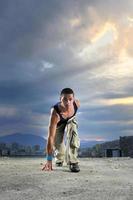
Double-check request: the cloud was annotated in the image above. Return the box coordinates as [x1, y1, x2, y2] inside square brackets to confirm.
[0, 0, 133, 140]
[0, 105, 49, 137]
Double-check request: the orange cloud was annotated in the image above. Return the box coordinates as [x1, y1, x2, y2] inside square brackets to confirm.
[102, 97, 133, 106]
[90, 22, 118, 43]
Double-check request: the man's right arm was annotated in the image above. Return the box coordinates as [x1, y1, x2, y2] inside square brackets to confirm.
[46, 108, 59, 156]
[42, 108, 59, 171]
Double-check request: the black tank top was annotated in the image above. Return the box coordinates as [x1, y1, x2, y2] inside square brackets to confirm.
[52, 101, 78, 127]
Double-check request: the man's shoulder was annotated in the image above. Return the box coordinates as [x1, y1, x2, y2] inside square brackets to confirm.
[75, 99, 80, 108]
[49, 108, 60, 125]
[50, 106, 60, 120]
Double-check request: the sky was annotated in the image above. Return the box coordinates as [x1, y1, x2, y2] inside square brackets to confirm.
[0, 0, 133, 142]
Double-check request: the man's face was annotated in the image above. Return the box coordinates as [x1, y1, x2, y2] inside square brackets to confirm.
[60, 93, 74, 108]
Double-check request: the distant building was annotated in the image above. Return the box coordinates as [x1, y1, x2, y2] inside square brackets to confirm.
[97, 136, 133, 158]
[1, 149, 10, 156]
[104, 148, 122, 157]
[98, 139, 120, 157]
[120, 136, 133, 158]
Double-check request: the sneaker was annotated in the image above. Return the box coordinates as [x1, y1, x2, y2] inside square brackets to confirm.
[69, 162, 80, 172]
[55, 161, 63, 167]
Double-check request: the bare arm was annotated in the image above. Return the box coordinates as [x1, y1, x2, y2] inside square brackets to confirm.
[42, 108, 59, 171]
[46, 108, 59, 155]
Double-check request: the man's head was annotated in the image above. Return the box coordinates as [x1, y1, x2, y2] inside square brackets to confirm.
[60, 88, 75, 108]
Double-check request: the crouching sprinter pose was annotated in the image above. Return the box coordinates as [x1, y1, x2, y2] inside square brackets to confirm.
[42, 88, 80, 172]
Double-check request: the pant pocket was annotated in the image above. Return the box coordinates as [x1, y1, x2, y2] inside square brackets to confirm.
[70, 131, 80, 148]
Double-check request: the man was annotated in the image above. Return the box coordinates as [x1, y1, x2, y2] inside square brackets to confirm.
[42, 88, 80, 172]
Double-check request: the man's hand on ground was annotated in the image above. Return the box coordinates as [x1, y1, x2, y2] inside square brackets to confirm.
[41, 161, 53, 171]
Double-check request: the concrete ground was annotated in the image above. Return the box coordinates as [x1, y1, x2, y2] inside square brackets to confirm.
[0, 157, 133, 200]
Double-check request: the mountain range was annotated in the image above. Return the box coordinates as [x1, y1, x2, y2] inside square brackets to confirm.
[0, 133, 105, 149]
[0, 133, 47, 149]
[80, 140, 105, 148]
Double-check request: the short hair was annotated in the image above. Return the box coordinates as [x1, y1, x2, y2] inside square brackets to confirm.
[60, 88, 74, 96]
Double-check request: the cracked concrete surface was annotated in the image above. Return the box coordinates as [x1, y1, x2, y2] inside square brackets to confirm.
[0, 157, 133, 200]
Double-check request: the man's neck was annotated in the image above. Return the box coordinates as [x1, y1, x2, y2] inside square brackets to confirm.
[60, 103, 72, 112]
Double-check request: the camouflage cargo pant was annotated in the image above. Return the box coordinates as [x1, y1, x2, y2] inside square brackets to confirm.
[53, 116, 80, 164]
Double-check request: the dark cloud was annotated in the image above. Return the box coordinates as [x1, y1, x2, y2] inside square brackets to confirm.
[80, 104, 133, 122]
[0, 0, 132, 139]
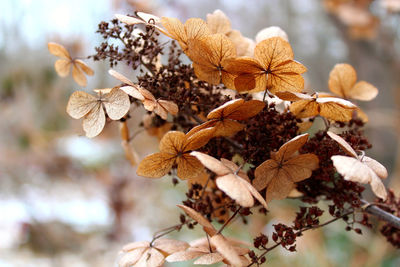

# WHAT YOU SHOULD DO
Would you retype the material exactly, omitting each picture?

# EXERCISE RESULT
Double-check request: the cloud was annotated in the image above. Return the box coordinates as [x1, y1, x2, y2] inside square brackets to confirm.
[0, 0, 133, 140]
[0, 105, 49, 137]
Double-check request: the orange cloud was annotated in the image above. Return the box coordinates as [x1, y1, x2, y2] inside square brackets to confirm.
[102, 97, 133, 106]
[90, 22, 118, 43]
Double-check request: the man's right arm was annotated in the image above. Return the box coordinates as [x1, y1, x2, y2] inside square brackets to confirm.
[46, 108, 59, 156]
[42, 108, 59, 171]
Double-check request: the black tank top was annotated in the image above. Return the box coordinates as [x1, y1, x2, y2] inside square brackets to confirm.
[52, 101, 78, 127]
Double-check request: the man's shoulder was annotated in the image above. Return the box coordinates as [x1, y1, x2, y2] inside square brackets to confirm.
[75, 99, 80, 108]
[49, 108, 60, 125]
[50, 106, 60, 120]
Double-check request: the sky was annotated in the image above. Return the box coordinates as [x1, y1, x2, y2] inside square brackets to confirm.
[0, 0, 133, 142]
Double-check request: the man's face was annotated in the image above. Return the box coordinates as [x1, y1, x2, y2] inside square brackets to confirm.
[60, 93, 74, 108]
Double-check request: the distant building was annotated in the image above. Return the box coordinates as [x1, y1, x2, y2] inside square brackets to confirm.
[97, 136, 133, 158]
[1, 149, 10, 156]
[104, 148, 122, 157]
[98, 139, 120, 157]
[120, 136, 133, 158]
Double-check request: the sneaker was annotated in the image above. Return the box coordinates as [x1, y1, x2, y2] inside square brackets to confirm.
[69, 162, 80, 172]
[55, 161, 63, 167]
Double-check request: the bare arm was annotated in the image above. Return the box coordinates as [x1, y1, x2, y2] inside square brackets to confirm.
[42, 108, 59, 171]
[46, 108, 59, 155]
Double-check request: the man's head was annotated in the image above. Return the box coordinates as [x1, y1, x2, y2] inside square brackets to confirm.
[60, 88, 75, 108]
Double-check request: the crouching sprinter pose was annotated in the image above. Return the box coordinates as [x1, y1, x2, y2] inside square brackets to confirm.
[42, 88, 80, 172]
Double-check request: the pant pocket was annotated in the image above. Return the box coordinates as [x1, y1, x2, y2] inside square brackets to confirm.
[70, 131, 80, 148]
Double-check request: the man was annotated in the image above. Return the box coordinates as [x1, y1, x2, y2] inside square brackets to confirm.
[42, 88, 80, 172]
Double-check request: the man's hand on ground was annotated in the image above. Return the box coordinates as [x1, y1, x2, y2] inside square brackets to confirm.
[41, 161, 53, 171]
Double-check request: the concrete ground was annotated in the image above. Return the box coordinates as [x1, y1, x2, y2] inside square brackets to confirm.
[0, 157, 133, 200]
Double-check request: the mountain range was annotated in the image above. Return the box coordinates as [x1, y1, x2, y2] inside square brackets to confirm.
[0, 133, 105, 149]
[0, 133, 47, 149]
[80, 140, 105, 148]
Double-check request: the short hair was annotated in the image above. Return the box coordinates as [x1, y1, x2, y2] inside square brackets to confirm.
[60, 88, 74, 96]
Double-check request: the cracked concrete surface was annotated in the image above. Return the box coordinates as [x1, y1, x2, y2] inside square brackets to confirm.
[0, 157, 133, 200]
Double-check request: the man's neck was annotated in the image above. Return the box coordinates as [x1, y1, x2, y2] inside square brackets to confirm.
[60, 103, 72, 112]
Double-check request: the camouflage cargo pant was annotated in the image above. Return the box coordinates as [x1, y1, x2, y2] inside square brackets to confirm.
[53, 116, 80, 164]
Double-check request: the dark cloud was annotated in the image above. Return the box coordinates as [x1, y1, x2, y2] inside square brackets to confirm.
[80, 104, 133, 122]
[0, 0, 132, 139]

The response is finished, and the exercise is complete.